Output, with no changes, the span of lines that opens with the line containing "to the lake" and closes with the last line.
[start of Records for the task]
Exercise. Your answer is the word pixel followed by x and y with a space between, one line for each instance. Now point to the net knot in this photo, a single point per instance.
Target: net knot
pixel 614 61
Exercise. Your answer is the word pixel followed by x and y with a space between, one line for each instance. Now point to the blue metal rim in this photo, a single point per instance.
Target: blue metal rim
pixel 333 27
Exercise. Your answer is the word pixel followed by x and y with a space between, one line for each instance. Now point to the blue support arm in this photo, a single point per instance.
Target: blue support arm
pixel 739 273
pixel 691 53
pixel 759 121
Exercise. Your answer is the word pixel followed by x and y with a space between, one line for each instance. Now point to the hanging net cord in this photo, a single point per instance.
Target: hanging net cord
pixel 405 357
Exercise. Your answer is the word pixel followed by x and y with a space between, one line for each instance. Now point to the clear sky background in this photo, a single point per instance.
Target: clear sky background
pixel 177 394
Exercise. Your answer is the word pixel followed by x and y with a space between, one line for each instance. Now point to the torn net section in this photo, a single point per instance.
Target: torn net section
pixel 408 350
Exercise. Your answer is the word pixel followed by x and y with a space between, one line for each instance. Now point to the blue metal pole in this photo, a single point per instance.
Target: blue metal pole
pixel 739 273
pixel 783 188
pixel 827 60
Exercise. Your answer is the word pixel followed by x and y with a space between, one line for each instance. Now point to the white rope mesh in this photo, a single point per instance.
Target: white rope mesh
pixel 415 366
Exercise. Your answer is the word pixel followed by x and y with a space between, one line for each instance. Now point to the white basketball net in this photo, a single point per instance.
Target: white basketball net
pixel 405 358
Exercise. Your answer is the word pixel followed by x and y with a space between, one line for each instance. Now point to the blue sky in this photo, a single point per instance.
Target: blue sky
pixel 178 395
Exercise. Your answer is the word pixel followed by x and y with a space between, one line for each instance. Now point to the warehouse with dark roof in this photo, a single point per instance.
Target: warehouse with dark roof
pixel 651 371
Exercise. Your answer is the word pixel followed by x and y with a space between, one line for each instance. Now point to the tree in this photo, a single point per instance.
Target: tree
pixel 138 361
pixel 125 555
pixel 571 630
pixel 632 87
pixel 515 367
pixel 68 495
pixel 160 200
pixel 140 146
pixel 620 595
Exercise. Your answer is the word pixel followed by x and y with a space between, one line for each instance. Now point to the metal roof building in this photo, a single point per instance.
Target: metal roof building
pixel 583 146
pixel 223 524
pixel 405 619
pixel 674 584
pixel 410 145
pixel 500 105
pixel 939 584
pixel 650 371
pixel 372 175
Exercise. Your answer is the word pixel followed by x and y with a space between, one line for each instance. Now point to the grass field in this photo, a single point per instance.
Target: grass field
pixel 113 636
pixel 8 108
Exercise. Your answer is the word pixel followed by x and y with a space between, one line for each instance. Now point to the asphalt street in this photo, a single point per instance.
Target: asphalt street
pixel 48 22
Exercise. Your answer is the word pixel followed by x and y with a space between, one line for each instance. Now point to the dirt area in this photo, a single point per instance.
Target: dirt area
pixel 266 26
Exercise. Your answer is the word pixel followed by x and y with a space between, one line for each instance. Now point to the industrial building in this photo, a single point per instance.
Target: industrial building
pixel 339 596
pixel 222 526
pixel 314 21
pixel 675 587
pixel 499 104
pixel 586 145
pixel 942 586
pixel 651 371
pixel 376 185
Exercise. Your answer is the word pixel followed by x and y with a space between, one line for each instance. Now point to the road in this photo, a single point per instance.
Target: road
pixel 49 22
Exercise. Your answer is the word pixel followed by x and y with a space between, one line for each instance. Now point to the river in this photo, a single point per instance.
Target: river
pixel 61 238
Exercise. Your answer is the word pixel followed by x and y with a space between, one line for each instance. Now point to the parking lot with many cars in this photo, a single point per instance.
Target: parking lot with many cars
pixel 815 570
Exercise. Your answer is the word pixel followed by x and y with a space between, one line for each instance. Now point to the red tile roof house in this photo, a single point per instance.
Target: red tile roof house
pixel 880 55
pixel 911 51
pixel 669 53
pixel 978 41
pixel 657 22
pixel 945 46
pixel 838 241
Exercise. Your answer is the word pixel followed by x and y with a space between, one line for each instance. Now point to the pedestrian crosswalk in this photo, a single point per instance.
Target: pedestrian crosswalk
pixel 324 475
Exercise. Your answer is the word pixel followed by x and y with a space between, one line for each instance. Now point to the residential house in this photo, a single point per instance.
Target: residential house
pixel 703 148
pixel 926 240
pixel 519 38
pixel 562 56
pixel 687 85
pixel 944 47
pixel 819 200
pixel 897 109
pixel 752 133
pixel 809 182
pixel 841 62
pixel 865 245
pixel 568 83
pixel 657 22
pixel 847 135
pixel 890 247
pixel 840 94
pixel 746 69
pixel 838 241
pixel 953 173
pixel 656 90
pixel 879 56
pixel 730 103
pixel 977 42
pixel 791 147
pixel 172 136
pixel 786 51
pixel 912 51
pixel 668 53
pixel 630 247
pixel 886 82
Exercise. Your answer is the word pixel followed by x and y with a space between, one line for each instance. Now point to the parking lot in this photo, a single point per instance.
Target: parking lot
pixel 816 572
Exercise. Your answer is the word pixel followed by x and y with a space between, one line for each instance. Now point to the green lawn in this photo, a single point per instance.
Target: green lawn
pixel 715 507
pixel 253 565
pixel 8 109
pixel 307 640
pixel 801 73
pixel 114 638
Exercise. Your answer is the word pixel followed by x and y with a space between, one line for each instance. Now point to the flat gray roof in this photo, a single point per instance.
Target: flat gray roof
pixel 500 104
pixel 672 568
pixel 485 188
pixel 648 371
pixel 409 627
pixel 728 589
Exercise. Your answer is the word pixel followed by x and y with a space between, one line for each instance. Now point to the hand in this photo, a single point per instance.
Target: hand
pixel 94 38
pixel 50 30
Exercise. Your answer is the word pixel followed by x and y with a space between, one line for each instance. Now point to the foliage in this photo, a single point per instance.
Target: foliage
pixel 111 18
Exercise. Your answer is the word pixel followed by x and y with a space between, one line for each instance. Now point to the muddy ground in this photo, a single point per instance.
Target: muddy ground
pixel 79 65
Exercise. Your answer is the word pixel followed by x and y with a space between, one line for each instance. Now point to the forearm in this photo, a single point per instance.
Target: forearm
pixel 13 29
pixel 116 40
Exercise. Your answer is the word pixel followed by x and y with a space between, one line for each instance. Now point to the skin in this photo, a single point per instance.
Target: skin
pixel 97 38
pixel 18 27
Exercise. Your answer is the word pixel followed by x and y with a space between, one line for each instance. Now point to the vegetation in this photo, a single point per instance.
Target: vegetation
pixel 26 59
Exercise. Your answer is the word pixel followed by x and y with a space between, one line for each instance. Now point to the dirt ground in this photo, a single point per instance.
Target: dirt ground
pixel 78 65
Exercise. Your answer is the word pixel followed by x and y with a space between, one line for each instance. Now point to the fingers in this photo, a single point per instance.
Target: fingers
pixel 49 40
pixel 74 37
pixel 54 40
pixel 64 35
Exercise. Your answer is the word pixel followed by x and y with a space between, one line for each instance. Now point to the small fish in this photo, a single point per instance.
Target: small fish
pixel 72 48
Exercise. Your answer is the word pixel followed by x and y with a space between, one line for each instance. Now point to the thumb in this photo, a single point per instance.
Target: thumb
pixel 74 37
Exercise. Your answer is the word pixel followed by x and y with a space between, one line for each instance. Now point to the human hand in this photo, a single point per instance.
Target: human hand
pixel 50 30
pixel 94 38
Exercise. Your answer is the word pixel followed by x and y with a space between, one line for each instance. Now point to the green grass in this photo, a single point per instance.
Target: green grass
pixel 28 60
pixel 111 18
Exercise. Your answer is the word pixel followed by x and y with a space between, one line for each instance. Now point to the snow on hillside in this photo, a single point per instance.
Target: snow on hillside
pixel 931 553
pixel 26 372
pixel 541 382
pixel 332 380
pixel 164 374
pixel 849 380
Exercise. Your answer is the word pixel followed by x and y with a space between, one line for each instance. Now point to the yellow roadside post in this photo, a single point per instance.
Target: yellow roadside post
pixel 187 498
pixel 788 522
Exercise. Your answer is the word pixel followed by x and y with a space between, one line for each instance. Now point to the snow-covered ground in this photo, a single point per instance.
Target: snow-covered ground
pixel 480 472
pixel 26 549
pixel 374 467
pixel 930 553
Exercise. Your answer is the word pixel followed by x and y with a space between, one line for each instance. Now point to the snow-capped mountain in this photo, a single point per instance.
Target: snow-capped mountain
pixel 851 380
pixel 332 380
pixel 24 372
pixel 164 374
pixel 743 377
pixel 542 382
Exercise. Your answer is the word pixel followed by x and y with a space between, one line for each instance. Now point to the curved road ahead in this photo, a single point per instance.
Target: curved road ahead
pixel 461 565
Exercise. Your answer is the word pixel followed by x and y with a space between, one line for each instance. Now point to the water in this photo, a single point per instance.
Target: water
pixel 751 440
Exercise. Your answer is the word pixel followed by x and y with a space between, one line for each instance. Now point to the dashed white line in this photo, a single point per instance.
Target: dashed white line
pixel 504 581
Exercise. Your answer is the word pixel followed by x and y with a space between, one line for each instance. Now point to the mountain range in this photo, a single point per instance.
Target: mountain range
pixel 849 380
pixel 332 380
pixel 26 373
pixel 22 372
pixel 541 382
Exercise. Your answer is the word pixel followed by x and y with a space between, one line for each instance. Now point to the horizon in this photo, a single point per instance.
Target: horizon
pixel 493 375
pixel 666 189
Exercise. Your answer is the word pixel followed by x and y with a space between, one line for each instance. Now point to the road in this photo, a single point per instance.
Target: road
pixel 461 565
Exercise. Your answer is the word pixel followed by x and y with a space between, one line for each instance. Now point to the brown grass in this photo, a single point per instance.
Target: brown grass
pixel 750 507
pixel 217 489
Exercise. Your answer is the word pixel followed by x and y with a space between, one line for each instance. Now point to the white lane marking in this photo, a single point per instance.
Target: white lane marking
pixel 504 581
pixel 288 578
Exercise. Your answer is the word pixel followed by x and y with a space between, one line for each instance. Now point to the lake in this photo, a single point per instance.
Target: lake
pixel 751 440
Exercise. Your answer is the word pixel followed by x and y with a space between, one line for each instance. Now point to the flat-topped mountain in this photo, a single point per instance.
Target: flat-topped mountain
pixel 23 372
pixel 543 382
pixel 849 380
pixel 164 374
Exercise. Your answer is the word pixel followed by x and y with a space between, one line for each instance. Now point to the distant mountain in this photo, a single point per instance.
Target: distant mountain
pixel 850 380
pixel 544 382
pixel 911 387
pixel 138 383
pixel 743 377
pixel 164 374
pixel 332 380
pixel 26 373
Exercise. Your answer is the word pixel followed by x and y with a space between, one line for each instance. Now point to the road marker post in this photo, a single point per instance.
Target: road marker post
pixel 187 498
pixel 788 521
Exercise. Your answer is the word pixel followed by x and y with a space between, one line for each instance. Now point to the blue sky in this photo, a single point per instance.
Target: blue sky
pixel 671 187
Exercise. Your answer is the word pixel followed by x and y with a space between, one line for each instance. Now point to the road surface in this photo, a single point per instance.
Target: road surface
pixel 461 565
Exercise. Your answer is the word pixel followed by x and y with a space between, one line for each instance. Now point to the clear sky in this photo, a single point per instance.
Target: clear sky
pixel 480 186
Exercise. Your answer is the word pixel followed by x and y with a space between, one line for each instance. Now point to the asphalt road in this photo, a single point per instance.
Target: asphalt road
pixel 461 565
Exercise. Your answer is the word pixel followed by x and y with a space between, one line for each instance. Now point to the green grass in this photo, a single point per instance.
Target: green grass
[end of Records for the task]
Written response
Exercise. Your answer is the word pixel followed by x and y with a space between, one line for each instance. Now point to the lake in this photo, a single point per instance.
Target: lake
pixel 751 440
Exercise. Your answer is the word pixel followed by x and y with a space between, one line for each instance. Now point to the flat-topped mountain in this photo, a single point per instance.
Target: flat-topped mountain
pixel 23 372
pixel 543 382
pixel 849 380
pixel 164 374
Exercise. Your answer is the word pixel followed by x and y with a space between, one line for each instance. Now point to the distant mountain in this photo, a single point per instance.
Target: distant mountain
pixel 850 380
pixel 544 382
pixel 911 387
pixel 138 383
pixel 743 377
pixel 164 374
pixel 332 380
pixel 26 373
Exercise. Your answer is the word pixel followed by x and y with a space between, one line for each instance. Now point to the road marker post in this photo, a single point per instance.
Target: road marker post
pixel 187 498
pixel 788 521
Exercise. Your answer is the word pixel followed by x and y with a space between, one line for each instance. Now point to the blue sky in this photo, a single point per instance.
Target: blue sky
pixel 671 187
Exercise. Your answer is the word pixel followed by x and y with a space between, one line for each instance. Now point to the road surface in this photo, a single point per instance.
Target: road surface
pixel 461 565
Exercise. Your answer is the word pixel followed by x and y with a space between, one line for each instance. Now point to the clear sky in this photo, a single point per instance.
Target: clear sky
pixel 480 186
Exercise. Your answer is the word pixel followed by x and y with a space between, one line for each instance. Now point to the asphalt road in this photo, a single point per instance.
Target: asphalt road
pixel 461 565
Exercise. Your answer is the word pixel followed by x and y with a space between, one line for each instance. Now point to the green grass in this photo, a single point per instance.
Target: green grass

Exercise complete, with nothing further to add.